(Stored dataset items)
--- START ---

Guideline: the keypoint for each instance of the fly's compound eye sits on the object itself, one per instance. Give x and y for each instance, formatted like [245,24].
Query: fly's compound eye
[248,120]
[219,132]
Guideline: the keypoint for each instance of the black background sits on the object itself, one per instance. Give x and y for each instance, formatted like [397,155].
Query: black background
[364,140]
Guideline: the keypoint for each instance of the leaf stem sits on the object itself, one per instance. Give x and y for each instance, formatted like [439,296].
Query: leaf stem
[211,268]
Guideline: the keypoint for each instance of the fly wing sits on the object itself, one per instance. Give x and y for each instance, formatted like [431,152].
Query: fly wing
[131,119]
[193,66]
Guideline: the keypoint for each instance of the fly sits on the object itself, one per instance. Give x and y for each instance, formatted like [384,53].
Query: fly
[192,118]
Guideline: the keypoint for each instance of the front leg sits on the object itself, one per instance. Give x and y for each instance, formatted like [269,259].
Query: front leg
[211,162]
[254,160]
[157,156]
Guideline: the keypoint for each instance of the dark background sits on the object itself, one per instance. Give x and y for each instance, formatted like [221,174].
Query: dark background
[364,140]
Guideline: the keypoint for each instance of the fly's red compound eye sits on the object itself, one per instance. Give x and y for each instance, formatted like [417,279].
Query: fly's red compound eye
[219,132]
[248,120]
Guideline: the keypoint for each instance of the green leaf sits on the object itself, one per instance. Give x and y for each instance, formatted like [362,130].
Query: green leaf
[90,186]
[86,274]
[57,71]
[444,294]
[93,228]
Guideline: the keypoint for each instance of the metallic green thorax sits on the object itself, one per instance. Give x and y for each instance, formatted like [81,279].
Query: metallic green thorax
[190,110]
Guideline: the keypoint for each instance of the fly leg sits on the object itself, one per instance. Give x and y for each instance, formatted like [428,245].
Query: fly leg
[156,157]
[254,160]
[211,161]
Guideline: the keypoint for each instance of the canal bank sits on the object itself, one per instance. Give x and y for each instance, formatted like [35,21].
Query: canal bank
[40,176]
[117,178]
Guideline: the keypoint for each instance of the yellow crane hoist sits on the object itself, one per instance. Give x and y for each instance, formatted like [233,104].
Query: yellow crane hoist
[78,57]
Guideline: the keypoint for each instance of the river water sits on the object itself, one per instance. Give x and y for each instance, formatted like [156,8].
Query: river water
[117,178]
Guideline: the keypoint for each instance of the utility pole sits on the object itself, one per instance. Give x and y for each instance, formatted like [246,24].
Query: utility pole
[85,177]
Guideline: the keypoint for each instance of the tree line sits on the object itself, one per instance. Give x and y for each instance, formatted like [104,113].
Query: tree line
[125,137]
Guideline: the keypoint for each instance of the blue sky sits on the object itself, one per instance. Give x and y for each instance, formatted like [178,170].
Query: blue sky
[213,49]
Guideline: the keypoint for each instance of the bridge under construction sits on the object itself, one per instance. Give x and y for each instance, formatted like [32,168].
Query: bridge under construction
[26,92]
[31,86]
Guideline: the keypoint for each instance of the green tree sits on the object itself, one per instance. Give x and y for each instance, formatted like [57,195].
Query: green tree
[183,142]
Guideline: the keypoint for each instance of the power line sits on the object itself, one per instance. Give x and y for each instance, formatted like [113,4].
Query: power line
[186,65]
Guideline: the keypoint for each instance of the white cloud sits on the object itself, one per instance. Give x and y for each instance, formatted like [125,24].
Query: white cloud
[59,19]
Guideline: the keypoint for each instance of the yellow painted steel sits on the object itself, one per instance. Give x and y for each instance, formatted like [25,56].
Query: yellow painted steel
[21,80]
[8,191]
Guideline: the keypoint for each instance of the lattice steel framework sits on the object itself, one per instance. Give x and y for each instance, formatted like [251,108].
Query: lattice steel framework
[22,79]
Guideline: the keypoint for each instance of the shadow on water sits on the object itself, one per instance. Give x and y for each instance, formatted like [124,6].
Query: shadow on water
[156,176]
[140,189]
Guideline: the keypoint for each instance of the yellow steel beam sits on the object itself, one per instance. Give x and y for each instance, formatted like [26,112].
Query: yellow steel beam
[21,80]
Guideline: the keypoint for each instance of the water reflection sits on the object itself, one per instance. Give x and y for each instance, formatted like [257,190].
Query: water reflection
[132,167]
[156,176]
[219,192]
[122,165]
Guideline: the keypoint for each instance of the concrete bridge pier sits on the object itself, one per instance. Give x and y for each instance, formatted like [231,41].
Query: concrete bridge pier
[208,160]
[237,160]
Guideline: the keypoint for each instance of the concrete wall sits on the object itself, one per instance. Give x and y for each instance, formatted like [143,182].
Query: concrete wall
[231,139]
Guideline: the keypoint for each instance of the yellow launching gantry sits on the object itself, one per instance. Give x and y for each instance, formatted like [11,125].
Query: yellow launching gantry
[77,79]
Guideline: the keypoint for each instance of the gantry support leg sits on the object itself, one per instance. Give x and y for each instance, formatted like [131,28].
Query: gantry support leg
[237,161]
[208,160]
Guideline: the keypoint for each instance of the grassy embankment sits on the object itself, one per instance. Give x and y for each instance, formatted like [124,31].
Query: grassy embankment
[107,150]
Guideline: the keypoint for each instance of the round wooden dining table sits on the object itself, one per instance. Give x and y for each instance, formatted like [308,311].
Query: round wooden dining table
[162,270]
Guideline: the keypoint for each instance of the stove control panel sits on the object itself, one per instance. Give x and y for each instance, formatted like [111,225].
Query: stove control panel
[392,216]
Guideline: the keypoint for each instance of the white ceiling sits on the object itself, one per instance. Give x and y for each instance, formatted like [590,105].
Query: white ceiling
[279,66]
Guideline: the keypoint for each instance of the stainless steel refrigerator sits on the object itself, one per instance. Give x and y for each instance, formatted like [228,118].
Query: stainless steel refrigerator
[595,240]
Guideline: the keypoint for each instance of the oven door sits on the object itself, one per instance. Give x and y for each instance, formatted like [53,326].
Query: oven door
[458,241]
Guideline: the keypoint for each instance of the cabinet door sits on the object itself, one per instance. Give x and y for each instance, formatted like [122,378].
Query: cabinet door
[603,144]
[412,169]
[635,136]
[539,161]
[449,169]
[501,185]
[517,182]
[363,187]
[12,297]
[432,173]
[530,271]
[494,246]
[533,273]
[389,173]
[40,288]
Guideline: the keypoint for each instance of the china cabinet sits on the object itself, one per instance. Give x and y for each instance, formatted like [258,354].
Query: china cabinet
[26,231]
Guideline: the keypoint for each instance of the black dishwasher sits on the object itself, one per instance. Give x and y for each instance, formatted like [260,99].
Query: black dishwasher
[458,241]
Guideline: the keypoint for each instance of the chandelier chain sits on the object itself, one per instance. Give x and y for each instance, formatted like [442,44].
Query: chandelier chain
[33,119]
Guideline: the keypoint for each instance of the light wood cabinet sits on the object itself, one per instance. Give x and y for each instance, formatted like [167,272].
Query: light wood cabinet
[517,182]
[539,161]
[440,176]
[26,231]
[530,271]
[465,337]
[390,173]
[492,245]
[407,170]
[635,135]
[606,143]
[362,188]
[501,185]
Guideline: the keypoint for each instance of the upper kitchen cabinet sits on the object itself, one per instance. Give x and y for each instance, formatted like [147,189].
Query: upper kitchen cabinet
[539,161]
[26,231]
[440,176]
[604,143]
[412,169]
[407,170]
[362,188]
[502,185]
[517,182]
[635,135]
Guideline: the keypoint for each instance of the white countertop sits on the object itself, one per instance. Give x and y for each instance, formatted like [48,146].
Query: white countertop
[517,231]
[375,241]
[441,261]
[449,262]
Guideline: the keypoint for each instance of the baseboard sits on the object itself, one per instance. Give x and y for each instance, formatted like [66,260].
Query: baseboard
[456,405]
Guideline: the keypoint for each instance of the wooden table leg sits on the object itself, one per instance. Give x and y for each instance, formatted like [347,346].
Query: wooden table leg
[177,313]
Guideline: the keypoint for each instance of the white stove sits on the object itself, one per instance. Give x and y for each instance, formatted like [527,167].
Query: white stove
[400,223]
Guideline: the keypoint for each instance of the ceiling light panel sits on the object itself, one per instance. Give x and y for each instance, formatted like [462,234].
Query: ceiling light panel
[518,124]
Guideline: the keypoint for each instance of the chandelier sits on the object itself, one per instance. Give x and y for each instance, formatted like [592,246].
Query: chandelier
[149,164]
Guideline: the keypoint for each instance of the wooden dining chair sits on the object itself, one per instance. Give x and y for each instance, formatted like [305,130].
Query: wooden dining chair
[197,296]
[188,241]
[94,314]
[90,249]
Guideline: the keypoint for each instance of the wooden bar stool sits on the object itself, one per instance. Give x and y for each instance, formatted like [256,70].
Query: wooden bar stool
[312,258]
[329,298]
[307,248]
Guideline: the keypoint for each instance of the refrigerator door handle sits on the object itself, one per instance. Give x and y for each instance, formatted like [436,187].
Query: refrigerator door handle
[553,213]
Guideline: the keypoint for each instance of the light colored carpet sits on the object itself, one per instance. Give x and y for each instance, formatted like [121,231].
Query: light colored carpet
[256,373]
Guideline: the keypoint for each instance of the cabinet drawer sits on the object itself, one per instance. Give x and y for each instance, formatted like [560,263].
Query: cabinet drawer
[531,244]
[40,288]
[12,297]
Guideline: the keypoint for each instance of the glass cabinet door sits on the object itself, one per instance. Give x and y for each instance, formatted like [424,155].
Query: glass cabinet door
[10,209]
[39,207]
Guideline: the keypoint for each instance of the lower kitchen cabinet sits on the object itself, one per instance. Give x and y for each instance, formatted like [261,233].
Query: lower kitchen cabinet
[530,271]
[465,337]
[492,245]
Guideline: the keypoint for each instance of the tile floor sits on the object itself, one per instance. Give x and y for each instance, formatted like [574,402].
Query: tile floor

--- END ---

• [PROBLEM REQUIREMENTS]:
Using the records above, give the number of lines in which the word "tile" occurs, and nothing else.

• [OUTPUT OF THE TASK]:
2